▸ **Exercise objective**
Return every item below verbatim, reproducing each of its lines without any change.

START Recorded information

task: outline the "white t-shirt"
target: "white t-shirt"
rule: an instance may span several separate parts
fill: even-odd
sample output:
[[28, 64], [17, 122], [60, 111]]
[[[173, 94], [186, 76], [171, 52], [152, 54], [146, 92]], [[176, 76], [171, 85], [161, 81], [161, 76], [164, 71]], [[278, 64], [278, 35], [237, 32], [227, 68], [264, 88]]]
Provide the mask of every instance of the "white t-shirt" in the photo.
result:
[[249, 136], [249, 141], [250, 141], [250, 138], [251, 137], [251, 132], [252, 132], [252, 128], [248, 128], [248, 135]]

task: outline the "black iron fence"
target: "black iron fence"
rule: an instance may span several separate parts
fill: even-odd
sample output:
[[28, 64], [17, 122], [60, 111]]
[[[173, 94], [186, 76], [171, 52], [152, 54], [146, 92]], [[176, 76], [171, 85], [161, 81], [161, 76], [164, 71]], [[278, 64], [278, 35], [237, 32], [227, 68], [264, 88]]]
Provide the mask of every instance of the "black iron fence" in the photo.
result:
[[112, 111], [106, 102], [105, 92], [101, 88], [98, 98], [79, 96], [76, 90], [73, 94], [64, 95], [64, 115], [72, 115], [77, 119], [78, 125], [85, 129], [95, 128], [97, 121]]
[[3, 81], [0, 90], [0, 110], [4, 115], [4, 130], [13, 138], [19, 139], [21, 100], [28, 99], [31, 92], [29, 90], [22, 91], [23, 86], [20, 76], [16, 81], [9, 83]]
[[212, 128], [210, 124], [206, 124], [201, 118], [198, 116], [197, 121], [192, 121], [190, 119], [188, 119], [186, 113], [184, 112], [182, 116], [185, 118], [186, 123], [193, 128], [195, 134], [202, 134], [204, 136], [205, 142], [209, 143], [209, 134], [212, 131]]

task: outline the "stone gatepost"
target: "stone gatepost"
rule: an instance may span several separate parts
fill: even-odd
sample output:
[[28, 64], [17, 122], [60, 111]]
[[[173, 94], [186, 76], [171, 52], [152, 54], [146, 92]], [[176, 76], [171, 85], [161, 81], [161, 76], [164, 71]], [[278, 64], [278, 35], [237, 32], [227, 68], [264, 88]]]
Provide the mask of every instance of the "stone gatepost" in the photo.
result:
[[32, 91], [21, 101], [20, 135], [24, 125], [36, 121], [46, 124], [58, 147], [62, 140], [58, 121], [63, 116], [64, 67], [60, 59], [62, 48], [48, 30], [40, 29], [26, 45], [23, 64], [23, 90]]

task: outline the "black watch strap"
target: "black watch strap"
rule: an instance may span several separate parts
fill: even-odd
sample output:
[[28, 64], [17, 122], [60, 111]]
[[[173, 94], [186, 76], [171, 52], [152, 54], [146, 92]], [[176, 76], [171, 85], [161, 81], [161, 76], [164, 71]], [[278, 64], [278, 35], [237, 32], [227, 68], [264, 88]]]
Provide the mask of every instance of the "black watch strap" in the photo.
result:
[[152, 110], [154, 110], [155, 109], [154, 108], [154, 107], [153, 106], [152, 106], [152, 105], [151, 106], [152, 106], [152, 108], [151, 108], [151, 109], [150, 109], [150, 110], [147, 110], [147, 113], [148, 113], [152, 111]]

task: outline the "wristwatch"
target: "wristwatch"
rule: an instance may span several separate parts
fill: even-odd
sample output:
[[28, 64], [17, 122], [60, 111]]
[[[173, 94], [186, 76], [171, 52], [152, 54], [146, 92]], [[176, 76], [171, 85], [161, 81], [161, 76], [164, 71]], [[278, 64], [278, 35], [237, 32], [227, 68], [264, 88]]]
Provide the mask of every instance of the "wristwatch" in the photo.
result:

END Recorded information

▸ **Full solution**
task: outline the "white t-shirt"
target: "white t-shirt"
rule: an instance may span several separate parts
fill: even-odd
sample output:
[[28, 64], [17, 122], [60, 111]]
[[[173, 94], [186, 76], [171, 52], [152, 54], [146, 92]], [[176, 76], [171, 85], [161, 81], [161, 76], [164, 71]], [[278, 64], [278, 35], [237, 32], [227, 68], [264, 88]]]
Provide the mask of every instance of the "white t-shirt" in the photo.
result:
[[249, 136], [249, 141], [250, 141], [250, 138], [251, 137], [251, 132], [252, 132], [252, 128], [248, 128], [248, 135]]

task: outline the "black iron fence"
target: "black iron fence"
rule: an instance may span several separate parts
fill: even-odd
sample output:
[[28, 64], [17, 122], [60, 111]]
[[[173, 94], [186, 76], [171, 52], [152, 54], [146, 92]], [[176, 76], [171, 85], [161, 81], [161, 76], [164, 71]], [[278, 64], [278, 35], [237, 32], [227, 68], [264, 88]]]
Provide the mask of every instance of the "black iron fence" in the photo.
result:
[[112, 111], [106, 102], [105, 92], [101, 88], [98, 98], [79, 96], [76, 90], [73, 94], [64, 95], [64, 115], [72, 115], [77, 119], [78, 125], [85, 129], [95, 128], [97, 121]]
[[3, 81], [0, 90], [0, 110], [4, 115], [4, 130], [13, 138], [19, 139], [21, 100], [28, 99], [31, 92], [29, 90], [22, 91], [23, 86], [20, 76], [16, 81], [9, 83]]
[[212, 128], [210, 124], [206, 124], [201, 118], [198, 116], [197, 121], [192, 121], [190, 119], [188, 119], [186, 113], [184, 112], [182, 116], [185, 118], [186, 123], [193, 128], [195, 134], [202, 134], [204, 136], [205, 142], [209, 143], [209, 134], [212, 131]]

task: outline the "stone gatepost"
target: "stone gatepost"
rule: an instance may span several separate parts
fill: even-odd
sample output:
[[28, 64], [17, 122], [60, 111]]
[[[173, 94], [186, 76], [171, 52], [152, 54], [146, 92]], [[176, 76], [171, 85], [161, 81], [161, 76], [164, 71]], [[278, 64], [278, 35], [237, 32], [227, 68], [264, 88]]]
Provide the mask of every instance of the "stone gatepost" in the photo.
result:
[[32, 91], [21, 101], [20, 135], [24, 125], [36, 121], [46, 124], [58, 147], [62, 140], [58, 121], [63, 116], [64, 67], [60, 59], [62, 48], [48, 30], [40, 29], [26, 45], [23, 64], [23, 90]]

task: outline the "black watch strap"
target: "black watch strap"
rule: an instance may span several separate parts
fill: even-odd
sample output:
[[28, 64], [17, 122], [60, 111]]
[[[173, 94], [186, 76], [171, 52], [152, 54], [146, 92]], [[176, 76], [171, 85], [161, 81], [161, 76], [164, 71]], [[278, 64], [278, 35], [237, 32], [227, 68], [264, 88]]]
Provide the mask of every instance of the "black watch strap" in the photo.
result:
[[152, 110], [154, 110], [155, 109], [154, 108], [154, 107], [153, 106], [152, 106], [152, 105], [151, 106], [152, 106], [152, 108], [151, 108], [151, 109], [150, 109], [150, 110], [147, 110], [147, 113], [148, 113], [152, 111]]

task: outline the "wristwatch"
target: "wristwatch"
rule: an instance may span several separate parts
fill: even-odd
sample output:
[[28, 64], [17, 122], [60, 111]]
[[[173, 94], [186, 76], [171, 52], [152, 54], [146, 92]], [[176, 76], [171, 85], [161, 81], [161, 76], [164, 71]], [[278, 64], [278, 35], [237, 32], [227, 68], [264, 88]]]
Provide the mask of every instance of the "wristwatch" in the photo.
result:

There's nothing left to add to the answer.